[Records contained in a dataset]
##############################

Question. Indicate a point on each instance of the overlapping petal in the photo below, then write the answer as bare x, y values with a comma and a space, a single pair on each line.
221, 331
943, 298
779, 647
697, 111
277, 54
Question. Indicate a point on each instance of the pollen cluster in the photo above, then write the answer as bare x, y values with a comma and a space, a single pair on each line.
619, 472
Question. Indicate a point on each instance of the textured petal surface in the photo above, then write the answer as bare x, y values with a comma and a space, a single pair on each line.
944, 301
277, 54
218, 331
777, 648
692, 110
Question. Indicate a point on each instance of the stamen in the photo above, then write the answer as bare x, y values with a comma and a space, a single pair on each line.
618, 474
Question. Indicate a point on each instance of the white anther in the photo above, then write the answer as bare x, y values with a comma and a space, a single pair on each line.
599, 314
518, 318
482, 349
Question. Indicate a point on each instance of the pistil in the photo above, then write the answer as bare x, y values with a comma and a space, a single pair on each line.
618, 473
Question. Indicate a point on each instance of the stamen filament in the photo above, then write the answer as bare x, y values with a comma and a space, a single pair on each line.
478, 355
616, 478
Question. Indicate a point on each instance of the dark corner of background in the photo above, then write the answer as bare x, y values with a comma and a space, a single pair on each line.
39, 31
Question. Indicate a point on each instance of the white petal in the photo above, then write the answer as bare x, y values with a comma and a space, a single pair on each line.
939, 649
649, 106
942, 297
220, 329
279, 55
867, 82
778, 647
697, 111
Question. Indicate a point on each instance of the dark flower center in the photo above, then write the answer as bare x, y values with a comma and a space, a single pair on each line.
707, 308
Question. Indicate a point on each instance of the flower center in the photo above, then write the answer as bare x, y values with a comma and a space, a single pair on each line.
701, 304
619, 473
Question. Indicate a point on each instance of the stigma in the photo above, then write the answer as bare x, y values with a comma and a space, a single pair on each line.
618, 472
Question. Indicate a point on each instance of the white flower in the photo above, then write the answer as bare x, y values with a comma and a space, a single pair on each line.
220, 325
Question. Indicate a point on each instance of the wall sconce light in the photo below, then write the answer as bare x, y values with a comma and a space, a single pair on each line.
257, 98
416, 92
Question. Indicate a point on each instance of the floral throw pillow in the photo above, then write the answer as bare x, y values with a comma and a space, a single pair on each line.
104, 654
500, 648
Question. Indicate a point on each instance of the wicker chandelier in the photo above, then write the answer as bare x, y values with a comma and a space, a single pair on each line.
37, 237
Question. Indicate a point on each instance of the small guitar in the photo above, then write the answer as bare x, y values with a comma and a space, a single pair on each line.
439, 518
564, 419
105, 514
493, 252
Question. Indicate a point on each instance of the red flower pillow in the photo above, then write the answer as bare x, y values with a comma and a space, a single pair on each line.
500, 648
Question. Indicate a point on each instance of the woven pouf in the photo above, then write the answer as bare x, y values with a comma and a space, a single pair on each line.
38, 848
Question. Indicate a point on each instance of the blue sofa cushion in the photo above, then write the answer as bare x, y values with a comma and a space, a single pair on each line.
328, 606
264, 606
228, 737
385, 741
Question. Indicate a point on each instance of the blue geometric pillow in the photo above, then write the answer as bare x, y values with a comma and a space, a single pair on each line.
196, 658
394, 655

##############################

### [Your assignment]
Repeat the line that contains "Question. Indicate a point on each instance of the blue sofa", then every line after it until the records end, with nothing added.

### [Solution to this problem]
Question. Indicate a point on each instance of the blue sofa cushion in the photo above, then write the answer as bare x, y values with a comma and a space, a single pair on each line.
328, 606
264, 606
228, 737
385, 741
Question. Indicate a point on each instance of the blue geometric pillow in the photo above, then write the answer as bare x, y values with a comma and a space, a single pair on each line.
196, 658
394, 655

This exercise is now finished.